_DATA PROVIDED_.
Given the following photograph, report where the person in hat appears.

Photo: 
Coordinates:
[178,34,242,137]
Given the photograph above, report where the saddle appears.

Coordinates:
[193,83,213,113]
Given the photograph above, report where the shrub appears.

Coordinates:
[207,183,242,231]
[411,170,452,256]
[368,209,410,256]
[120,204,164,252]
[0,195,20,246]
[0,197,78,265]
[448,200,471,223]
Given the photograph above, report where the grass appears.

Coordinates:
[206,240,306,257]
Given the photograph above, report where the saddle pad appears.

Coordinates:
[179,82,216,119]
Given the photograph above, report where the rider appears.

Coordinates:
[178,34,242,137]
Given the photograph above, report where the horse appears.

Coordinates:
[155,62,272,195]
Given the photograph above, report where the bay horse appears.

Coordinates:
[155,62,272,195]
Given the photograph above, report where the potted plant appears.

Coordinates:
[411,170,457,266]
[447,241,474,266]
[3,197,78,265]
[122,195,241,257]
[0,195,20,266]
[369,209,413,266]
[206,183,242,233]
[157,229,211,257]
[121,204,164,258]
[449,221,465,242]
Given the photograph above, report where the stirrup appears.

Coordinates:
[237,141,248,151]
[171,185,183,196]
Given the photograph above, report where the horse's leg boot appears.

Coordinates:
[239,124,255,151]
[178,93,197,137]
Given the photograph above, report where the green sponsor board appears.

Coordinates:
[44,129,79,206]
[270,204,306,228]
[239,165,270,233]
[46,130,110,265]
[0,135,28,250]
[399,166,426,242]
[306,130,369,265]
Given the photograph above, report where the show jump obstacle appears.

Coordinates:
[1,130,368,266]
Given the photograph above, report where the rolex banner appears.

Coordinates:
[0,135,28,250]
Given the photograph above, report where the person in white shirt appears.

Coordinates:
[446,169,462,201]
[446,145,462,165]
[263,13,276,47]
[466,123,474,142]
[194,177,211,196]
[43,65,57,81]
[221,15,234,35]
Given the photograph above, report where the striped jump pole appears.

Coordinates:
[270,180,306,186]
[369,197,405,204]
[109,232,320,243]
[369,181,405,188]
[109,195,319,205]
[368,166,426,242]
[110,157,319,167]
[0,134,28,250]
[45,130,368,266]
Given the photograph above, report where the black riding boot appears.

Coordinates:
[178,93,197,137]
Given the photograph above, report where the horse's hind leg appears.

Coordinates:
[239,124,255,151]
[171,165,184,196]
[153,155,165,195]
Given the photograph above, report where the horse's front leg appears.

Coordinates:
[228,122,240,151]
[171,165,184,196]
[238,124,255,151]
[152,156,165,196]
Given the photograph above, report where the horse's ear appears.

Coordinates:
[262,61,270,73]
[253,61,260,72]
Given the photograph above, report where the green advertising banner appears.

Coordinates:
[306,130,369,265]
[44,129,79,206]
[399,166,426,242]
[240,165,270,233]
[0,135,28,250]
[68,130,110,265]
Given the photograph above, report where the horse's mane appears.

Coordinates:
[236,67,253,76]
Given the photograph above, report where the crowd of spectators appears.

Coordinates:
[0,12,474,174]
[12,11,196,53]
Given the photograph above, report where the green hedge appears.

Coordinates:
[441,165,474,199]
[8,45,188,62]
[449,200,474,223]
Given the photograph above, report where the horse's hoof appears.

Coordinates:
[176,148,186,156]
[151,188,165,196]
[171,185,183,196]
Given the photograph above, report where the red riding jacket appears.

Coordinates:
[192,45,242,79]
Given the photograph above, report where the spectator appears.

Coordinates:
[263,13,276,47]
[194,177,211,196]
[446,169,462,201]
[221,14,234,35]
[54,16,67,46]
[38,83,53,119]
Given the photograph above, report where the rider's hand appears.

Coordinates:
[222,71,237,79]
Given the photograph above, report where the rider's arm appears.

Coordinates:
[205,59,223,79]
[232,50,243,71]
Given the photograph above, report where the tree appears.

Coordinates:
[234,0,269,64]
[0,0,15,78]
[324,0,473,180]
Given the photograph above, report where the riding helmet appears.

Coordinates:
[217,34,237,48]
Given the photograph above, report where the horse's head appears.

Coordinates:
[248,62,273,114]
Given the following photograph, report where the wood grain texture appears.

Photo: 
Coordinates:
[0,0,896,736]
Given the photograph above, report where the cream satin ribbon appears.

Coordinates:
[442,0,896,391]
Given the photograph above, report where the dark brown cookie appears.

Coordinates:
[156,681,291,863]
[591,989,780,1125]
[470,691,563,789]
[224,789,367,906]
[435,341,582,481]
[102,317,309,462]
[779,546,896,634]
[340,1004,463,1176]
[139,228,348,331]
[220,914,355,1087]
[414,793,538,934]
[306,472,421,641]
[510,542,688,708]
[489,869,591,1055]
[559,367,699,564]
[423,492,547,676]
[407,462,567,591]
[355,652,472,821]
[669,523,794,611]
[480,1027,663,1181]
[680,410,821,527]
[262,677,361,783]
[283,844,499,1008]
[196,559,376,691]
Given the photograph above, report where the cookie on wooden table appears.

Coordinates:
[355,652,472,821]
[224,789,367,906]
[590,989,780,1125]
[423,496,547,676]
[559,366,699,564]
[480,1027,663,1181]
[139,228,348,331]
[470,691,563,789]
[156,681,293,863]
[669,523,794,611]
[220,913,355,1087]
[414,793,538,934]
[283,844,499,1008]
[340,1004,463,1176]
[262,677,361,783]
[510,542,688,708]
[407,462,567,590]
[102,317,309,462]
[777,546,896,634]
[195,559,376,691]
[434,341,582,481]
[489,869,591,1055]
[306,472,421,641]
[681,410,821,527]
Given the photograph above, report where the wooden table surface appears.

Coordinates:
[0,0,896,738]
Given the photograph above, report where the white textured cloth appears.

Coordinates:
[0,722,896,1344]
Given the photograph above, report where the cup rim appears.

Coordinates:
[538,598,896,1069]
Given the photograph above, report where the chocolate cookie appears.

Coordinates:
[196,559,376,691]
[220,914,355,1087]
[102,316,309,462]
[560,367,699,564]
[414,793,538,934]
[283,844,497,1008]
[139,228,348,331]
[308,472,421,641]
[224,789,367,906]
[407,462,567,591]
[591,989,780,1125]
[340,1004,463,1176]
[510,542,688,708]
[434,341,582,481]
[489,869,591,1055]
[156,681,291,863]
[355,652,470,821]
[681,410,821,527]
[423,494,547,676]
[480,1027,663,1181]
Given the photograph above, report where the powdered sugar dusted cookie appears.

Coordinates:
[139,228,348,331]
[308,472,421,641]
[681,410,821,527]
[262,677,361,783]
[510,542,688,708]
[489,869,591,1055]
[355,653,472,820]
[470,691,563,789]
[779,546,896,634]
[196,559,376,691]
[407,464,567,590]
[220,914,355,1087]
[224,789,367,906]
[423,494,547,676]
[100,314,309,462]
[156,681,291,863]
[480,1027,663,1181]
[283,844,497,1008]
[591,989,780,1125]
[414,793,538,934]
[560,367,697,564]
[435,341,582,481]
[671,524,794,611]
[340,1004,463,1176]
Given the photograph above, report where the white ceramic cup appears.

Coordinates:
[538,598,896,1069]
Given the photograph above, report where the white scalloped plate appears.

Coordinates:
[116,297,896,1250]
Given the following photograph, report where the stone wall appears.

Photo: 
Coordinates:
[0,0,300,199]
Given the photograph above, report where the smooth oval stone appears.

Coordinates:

_SET PROBLEM_. Quote all of the material above word for word, line by line, in its original order.

_SOLUTION_.
Given the following photograph, report where the person in hat appears.

Photo: 
Coordinates:
[178,34,242,137]
Given the photograph above, report where the saddle appears.

Coordinates:
[193,83,213,113]
Given the photograph above, report where the shrub appears.

Coordinates:
[207,183,242,231]
[411,170,452,256]
[368,209,410,256]
[120,204,164,252]
[0,195,20,246]
[0,197,78,265]
[448,200,471,223]
Given the photograph above, report where the grass appears.

Coordinates:
[206,240,306,257]
Given the photograph above, report where the saddle pad appears.

Coordinates:
[179,82,216,119]
Given the photograph above, report where the rider appears.

Coordinates:
[178,34,242,137]
Given the photograph above, report where the horse appears.

Coordinates:
[155,62,272,195]
Given the photograph above, report where the bay horse appears.

Coordinates:
[155,62,272,195]
Given the photograph above, report where the potted plant appears.

Coordinates:
[411,170,457,266]
[447,241,474,266]
[3,197,78,265]
[122,195,241,257]
[0,195,20,266]
[369,209,413,266]
[206,183,242,233]
[157,229,211,257]
[121,204,164,258]
[449,221,465,242]
Given the photograph above, report where the stirrup appears.

Coordinates:
[237,141,248,151]
[171,185,183,196]
Given the photograph above, report where the horse's leg boot appears.

Coordinates:
[239,124,255,151]
[178,93,197,137]
Given the photograph above, report where the green sponsor board appears.

Coordinates:
[44,129,79,206]
[270,204,306,228]
[239,165,270,233]
[46,130,110,265]
[0,135,28,250]
[399,166,426,242]
[306,130,369,265]
Given the photograph above, report where the show jump obstacle appears.

Coordinates:
[1,130,368,266]
Given the photograph above, report where the rolex banner appears.

Coordinates:
[0,135,28,250]
Given the photograph above, report where the person in white shirt appears.

Coordinates:
[446,169,462,201]
[446,145,462,165]
[263,13,276,47]
[466,123,474,142]
[194,177,211,196]
[43,65,57,81]
[221,15,234,35]
Given the photograph above, report where the striped jump pole appears.

Coordinates:
[270,180,306,186]
[369,197,405,204]
[109,232,320,243]
[369,181,405,188]
[109,195,319,205]
[368,166,426,242]
[110,157,319,167]
[0,134,28,250]
[45,130,368,266]
Given the photograph above, report where the black riding boot appears.

Coordinates:
[178,93,197,137]
Given the photograph above, report where the horse's hind leg appears.

Coordinates:
[239,124,255,151]
[171,165,184,196]
[153,155,165,195]
Given the photograph above, report where the horse's front leg appears.

Coordinates:
[228,122,240,151]
[171,165,184,196]
[238,124,255,151]
[152,156,165,196]
Given the photograph above, report where the horse's ear appears.

Coordinates:
[262,61,270,73]
[253,61,260,72]
Given the photograph above, report where the green advertising banner appears.

Coordinates:
[306,130,369,265]
[44,129,79,206]
[399,166,426,242]
[240,165,270,233]
[0,135,28,250]
[68,130,110,265]
Given the photograph above, report where the horse's mane appears.

Coordinates:
[236,67,253,76]
Given the photograph above, report where the crowd of spectators appears.

Coordinates:
[0,12,474,174]
[12,11,196,53]
Given the photograph above, report where the green hedge appears.

Coordinates:
[441,165,474,199]
[8,45,188,62]
[449,200,474,223]
Given the photograph above, report where the horse's hoof appears.

Coordinates:
[176,148,186,156]
[151,188,165,196]
[171,185,183,196]
Given the photograph above, report where the red riding jacket appears.

Coordinates:
[192,45,242,79]
Given the photograph above, report where the spectator appears.

Coordinates:
[263,13,276,47]
[194,177,211,196]
[446,169,462,201]
[221,14,234,35]
[54,16,67,46]
[38,83,53,119]
Given the photograph above, report where the rider's hand appears.

Coordinates:
[222,71,237,79]
Given the photograph above, report where the rider's arm appears.

Coordinates:
[205,59,223,79]
[232,50,243,71]
Given the photograph above, report where the tree appears.

Coordinates:
[234,0,269,64]
[0,0,15,78]
[324,0,473,180]
Given the photograph above, report where the riding helmet appears.

Coordinates:
[217,34,237,48]
Given the photograph above, report where the horse's head appears.

Coordinates:
[248,62,273,114]
Given the following photograph, report where the wood grain texture appears.

Photo: 
Coordinates:
[0,0,896,736]
Given the photograph above, report where the cream satin ribbon appears.

Coordinates:
[442,0,896,391]
Given the photograph above, report where the dark brown cookie appears.

Coordinates:
[156,681,291,863]
[591,989,780,1125]
[470,691,563,789]
[224,789,367,906]
[435,341,582,481]
[102,317,309,462]
[779,546,896,634]
[340,1004,463,1176]
[139,228,348,331]
[220,914,355,1087]
[414,793,538,934]
[306,472,421,641]
[510,542,688,708]
[489,869,591,1055]
[559,367,699,564]
[423,492,547,676]
[407,462,567,591]
[355,652,472,821]
[669,523,794,611]
[480,1027,663,1181]
[680,410,821,527]
[262,677,361,783]
[283,844,499,1008]
[196,559,376,691]
Given the photograph above, report where the cookie on wooden table appears.

Coordinates:
[355,652,472,821]
[224,789,367,906]
[590,989,780,1125]
[423,496,547,676]
[559,366,699,564]
[480,1027,663,1181]
[139,228,348,331]
[470,691,563,789]
[156,681,293,863]
[669,523,794,611]
[220,913,355,1087]
[414,793,538,934]
[283,844,499,1008]
[340,1004,463,1176]
[262,677,361,783]
[510,542,688,708]
[407,462,567,590]
[102,317,309,462]
[777,546,896,634]
[195,559,376,691]
[434,341,582,481]
[489,869,591,1055]
[306,472,421,641]
[681,410,821,527]
Given the photograph above, report where the wooden table surface appears.

Coordinates:
[0,0,896,738]
Given the photograph above, report where the white textured cloth appears.

Coordinates:
[0,722,896,1344]
Given the photograph above, report where the cup rim appears.

Coordinates:
[538,598,896,1069]
Given the photograph above, report where the chocolate cookie appears.

Coordinates:
[196,559,376,691]
[220,914,355,1087]
[102,316,309,462]
[560,367,699,564]
[414,793,538,934]
[283,844,497,1008]
[139,228,348,331]
[308,472,421,641]
[224,789,367,906]
[407,462,567,591]
[591,989,780,1125]
[340,1004,463,1176]
[510,542,688,708]
[434,341,582,481]
[489,869,591,1055]
[156,681,291,863]
[355,652,470,821]
[681,410,821,527]
[423,494,547,676]
[480,1027,663,1181]
Given the photograph above, report where the powdered sugar dusted cookie appears.

Coordinates:
[139,228,348,331]
[308,472,421,641]
[681,410,821,527]
[262,677,361,783]
[510,542,688,708]
[489,869,591,1055]
[355,653,472,820]
[470,691,563,789]
[779,546,896,634]
[196,559,376,691]
[407,464,567,590]
[220,914,355,1087]
[224,789,367,906]
[423,494,547,676]
[100,314,309,462]
[156,681,291,863]
[480,1027,663,1181]
[283,844,497,1008]
[591,989,780,1125]
[414,793,538,934]
[560,367,697,564]
[435,341,582,481]
[671,524,794,611]
[340,1004,463,1176]
Given the photograph above, report where the white ceramic cup appears.

Coordinates:
[538,598,896,1069]
Given the photograph above, report where the white scalloped plate appears.

Coordinates:
[116,297,896,1250]
Given the following photograph, report where the stone wall appears.

Photo: 
Coordinates:
[0,0,300,199]
Given the photograph above, report where the smooth oval stone appears.

Coordinates:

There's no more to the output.